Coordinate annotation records
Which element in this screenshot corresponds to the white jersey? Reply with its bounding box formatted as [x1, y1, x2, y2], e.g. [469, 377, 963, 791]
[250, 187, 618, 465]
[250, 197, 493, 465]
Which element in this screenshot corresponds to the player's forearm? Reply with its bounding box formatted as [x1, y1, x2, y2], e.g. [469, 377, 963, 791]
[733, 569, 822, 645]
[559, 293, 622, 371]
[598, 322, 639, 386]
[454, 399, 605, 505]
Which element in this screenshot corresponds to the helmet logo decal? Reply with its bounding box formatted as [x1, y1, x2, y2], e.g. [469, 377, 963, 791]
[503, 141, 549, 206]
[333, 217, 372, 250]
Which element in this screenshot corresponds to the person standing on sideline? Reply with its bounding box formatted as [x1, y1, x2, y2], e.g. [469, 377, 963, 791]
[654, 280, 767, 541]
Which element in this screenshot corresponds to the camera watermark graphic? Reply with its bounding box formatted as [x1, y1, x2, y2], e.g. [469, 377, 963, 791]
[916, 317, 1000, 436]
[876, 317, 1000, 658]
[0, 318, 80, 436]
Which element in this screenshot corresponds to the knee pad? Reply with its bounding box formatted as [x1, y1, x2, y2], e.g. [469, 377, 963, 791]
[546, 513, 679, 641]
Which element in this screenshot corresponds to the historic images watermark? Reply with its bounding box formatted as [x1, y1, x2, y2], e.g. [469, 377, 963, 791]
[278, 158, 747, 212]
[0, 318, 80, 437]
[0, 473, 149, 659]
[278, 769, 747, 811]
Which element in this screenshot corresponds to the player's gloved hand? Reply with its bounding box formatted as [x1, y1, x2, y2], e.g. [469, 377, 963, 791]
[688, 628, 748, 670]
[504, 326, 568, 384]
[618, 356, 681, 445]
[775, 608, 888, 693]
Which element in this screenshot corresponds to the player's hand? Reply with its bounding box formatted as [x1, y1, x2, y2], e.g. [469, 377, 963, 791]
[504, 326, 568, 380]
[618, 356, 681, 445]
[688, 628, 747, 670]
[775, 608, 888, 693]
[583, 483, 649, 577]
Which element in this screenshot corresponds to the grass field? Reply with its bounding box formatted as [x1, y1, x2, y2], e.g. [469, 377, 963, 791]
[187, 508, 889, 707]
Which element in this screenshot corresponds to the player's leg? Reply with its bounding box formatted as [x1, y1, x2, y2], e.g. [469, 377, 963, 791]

What is required:
Can you output the records above as a Markdown table with the columns Row and Line, numbering each row and omitting blank lines?

Task output:
| Row | Line |
|---|---|
| 1 | Which element in this screenshot corresponds to the white jersey? Reply with its bounding box formatted as [x1, y1, x2, y2], e.g. [469, 377, 963, 791] |
| 2 | [250, 187, 618, 465] |
| 3 | [250, 197, 493, 465] |
| 4 | Which element in this screenshot corresponds to the player's forearm? Reply with its bounding box formatted as [x1, y1, x2, y2], e.g. [469, 377, 963, 791] |
| 5 | [733, 569, 822, 645] |
| 6 | [559, 293, 622, 371] |
| 7 | [598, 322, 639, 386] |
| 8 | [454, 399, 605, 505] |
| 9 | Which element in this screenshot corresponds to the helmet logo decal? Reply with its bounding box formatted as [x1, y1, x2, y2], e.g. [469, 377, 963, 791] |
| 10 | [503, 141, 549, 206] |
| 11 | [333, 217, 372, 250] |
| 12 | Which element in this screenshot corresponds to the person standing on sideline? Reply with its bounding box formatted as [x1, y1, x2, y2], e.g. [469, 377, 963, 791] |
| 13 | [654, 280, 767, 541] |
| 14 | Which element in this screenshot corresponds to the camera watermark graphic? Reply with its bounding box formatted as [x1, y1, x2, y2], e.g. [469, 377, 963, 791] |
| 15 | [916, 317, 1000, 436] |
| 16 | [876, 317, 1000, 658] |
| 17 | [0, 318, 80, 436] |
| 18 | Which element in this screenshot corresponds to the knee pad? Reply with its bounding box formatted as [x1, y1, x2, y2], e.g. [469, 377, 963, 791] |
| 19 | [546, 513, 679, 641] |
| 20 | Which element in this screenshot corresponds to the historic images watermark? Reply with its bounding box formatted as [x1, y1, x2, y2], e.g. [469, 377, 963, 791] |
| 21 | [278, 158, 747, 212] |
| 22 | [0, 318, 80, 437] |
| 23 | [0, 473, 149, 659] |
| 24 | [278, 769, 747, 811] |
| 25 | Which element in this screenshot corresponds to the player's gloved hand? Reply with its bounding box formatted as [x1, y1, x2, y2], e.g. [469, 377, 963, 791] |
| 26 | [688, 628, 748, 670] |
| 27 | [504, 326, 568, 384] |
| 28 | [618, 356, 681, 445] |
| 29 | [775, 608, 888, 693] |
| 30 | Which element in this screenshot corresponds to the player's hand? Reply with its bounding box formatted as [x1, y1, x2, y2], e.g. [469, 377, 963, 791] |
| 31 | [504, 326, 568, 380] |
| 32 | [618, 356, 681, 445] |
| 33 | [688, 628, 747, 670] |
| 34 | [775, 608, 888, 693] |
| 35 | [583, 483, 649, 577] |
| 36 | Which element in this screenshot corresponds to the grass field? Reply with its bounding box formatted as [x1, y1, x2, y2], e.g. [469, 377, 963, 791] |
| 37 | [187, 508, 889, 707] |
| 38 | Which element in this screenshot corresponds to the player's leg? Reply with its bounding box formatted as [x1, y1, x2, y2], e.g. [469, 377, 963, 791] |